INFORMATION SUPPLIED —
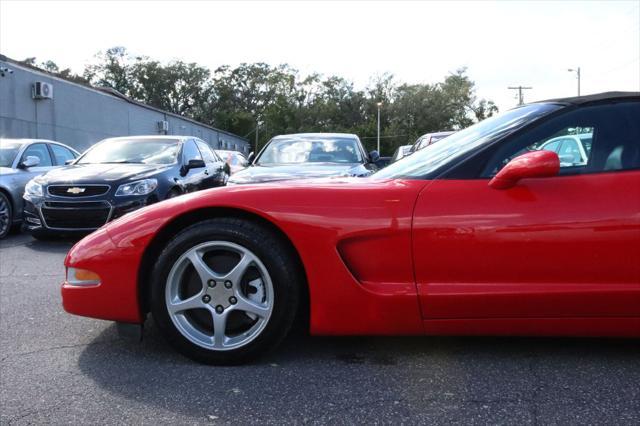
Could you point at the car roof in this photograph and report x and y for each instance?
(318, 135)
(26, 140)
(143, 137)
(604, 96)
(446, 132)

DIRECTIVE —
Print every line of the listing above verbatim, omitting the pictures.

ANSWER —
Could you point at the car roof in this photograph and report x and y for each instance?
(318, 135)
(26, 140)
(143, 137)
(604, 96)
(446, 132)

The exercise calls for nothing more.